= ASSIGNMENT =
Among the entries, find the lines with the string "body" and report them.
::::::::::
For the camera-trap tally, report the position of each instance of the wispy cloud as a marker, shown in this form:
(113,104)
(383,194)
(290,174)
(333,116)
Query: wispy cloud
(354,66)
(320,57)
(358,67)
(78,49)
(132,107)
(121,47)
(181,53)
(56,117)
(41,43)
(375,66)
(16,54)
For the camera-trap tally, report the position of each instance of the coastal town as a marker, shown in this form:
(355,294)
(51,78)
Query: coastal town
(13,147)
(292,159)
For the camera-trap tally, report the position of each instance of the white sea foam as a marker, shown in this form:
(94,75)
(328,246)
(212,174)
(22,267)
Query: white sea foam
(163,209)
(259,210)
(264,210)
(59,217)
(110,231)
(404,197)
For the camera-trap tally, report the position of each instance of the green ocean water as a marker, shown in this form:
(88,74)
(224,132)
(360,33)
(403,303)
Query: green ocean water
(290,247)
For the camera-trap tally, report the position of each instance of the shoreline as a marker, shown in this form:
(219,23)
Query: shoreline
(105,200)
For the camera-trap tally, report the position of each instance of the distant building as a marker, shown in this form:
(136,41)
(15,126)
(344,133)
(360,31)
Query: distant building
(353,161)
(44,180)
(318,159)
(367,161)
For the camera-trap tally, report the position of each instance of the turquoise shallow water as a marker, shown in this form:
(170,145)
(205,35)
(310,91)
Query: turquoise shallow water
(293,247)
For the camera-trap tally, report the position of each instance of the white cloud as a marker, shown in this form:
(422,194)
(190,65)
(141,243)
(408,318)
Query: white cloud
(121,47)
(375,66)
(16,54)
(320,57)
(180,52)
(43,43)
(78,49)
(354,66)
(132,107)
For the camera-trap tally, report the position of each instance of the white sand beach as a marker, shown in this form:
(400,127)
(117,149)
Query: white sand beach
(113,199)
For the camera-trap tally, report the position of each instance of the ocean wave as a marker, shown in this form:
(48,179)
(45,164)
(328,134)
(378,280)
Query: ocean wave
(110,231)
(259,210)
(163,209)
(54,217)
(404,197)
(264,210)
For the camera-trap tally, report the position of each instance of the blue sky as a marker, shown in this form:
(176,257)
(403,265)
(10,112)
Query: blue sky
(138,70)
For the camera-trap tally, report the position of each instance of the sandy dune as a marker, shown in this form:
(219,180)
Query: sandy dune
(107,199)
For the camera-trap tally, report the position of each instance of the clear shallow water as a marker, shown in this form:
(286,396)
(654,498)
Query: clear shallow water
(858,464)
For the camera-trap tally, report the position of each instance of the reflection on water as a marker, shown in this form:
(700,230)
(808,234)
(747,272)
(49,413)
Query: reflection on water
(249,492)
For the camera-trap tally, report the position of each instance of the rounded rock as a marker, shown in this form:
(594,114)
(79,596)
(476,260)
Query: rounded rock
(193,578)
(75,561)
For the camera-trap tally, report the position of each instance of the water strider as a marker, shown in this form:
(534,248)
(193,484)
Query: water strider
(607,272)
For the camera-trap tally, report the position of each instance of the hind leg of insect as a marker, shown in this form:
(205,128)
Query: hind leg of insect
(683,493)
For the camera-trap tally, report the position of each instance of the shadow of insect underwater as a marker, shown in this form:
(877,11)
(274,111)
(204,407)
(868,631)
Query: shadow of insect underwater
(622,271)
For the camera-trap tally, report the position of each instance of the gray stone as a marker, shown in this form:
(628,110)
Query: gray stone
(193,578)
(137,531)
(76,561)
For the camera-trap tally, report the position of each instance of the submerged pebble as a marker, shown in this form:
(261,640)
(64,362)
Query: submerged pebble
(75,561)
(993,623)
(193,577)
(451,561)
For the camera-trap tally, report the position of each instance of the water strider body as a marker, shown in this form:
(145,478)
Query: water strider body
::::::::::
= WRITTEN REPLY =
For the camera-trap tally, report the position of each instance of the water strider body as a marker, shown in this form:
Query: water strider body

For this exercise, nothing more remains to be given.